-- WHAT YOU NEED TO DO --
Copy the lines below word for word, but leave out the pictures.
____
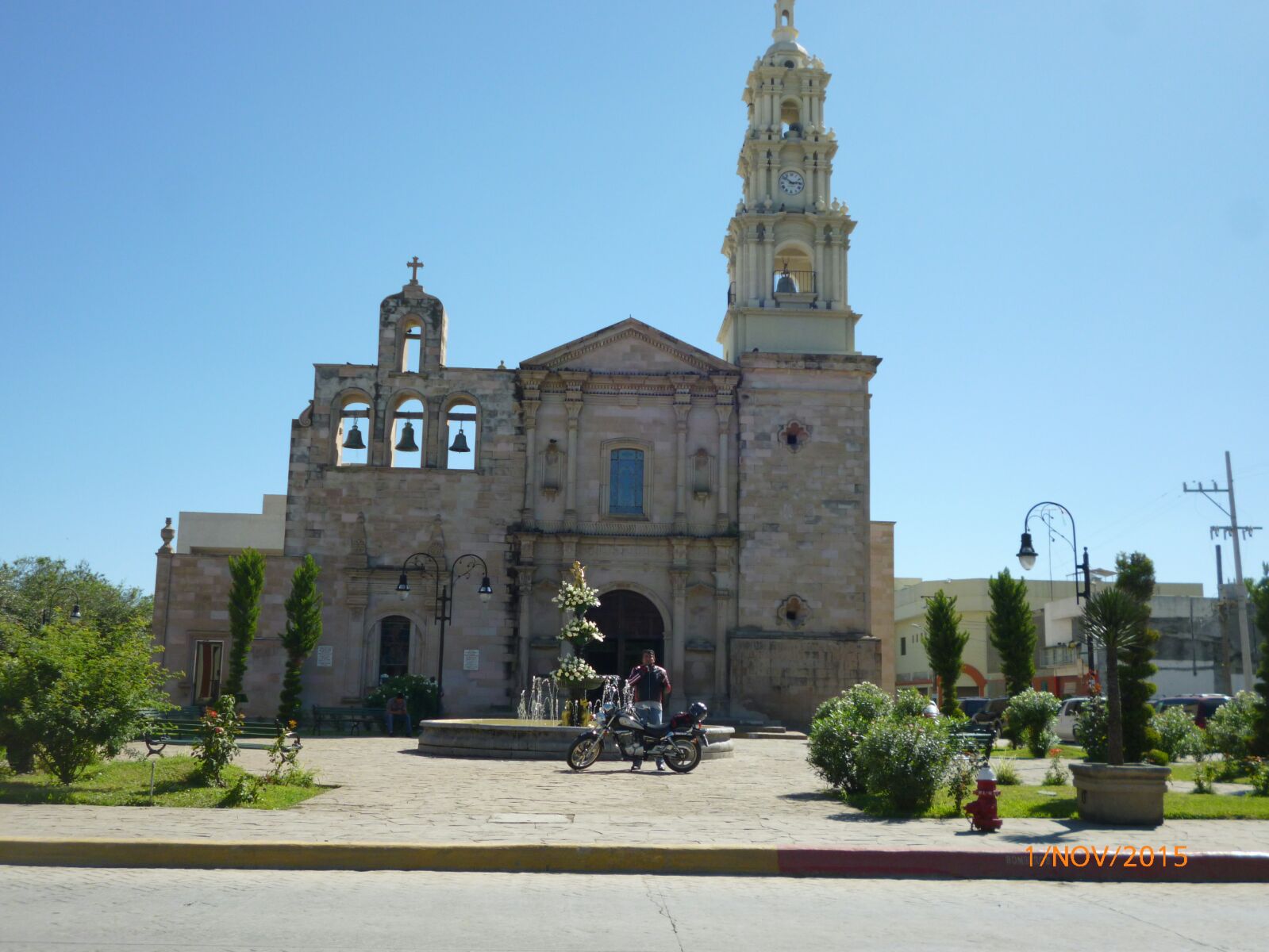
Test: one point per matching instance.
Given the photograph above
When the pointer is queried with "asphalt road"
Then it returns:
(50, 909)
____
-- EXERCISE OUTPUT --
Test: one point per matching instance.
Given the photograph above
When the pointer is queried with "asphalt road"
Then it returns:
(50, 909)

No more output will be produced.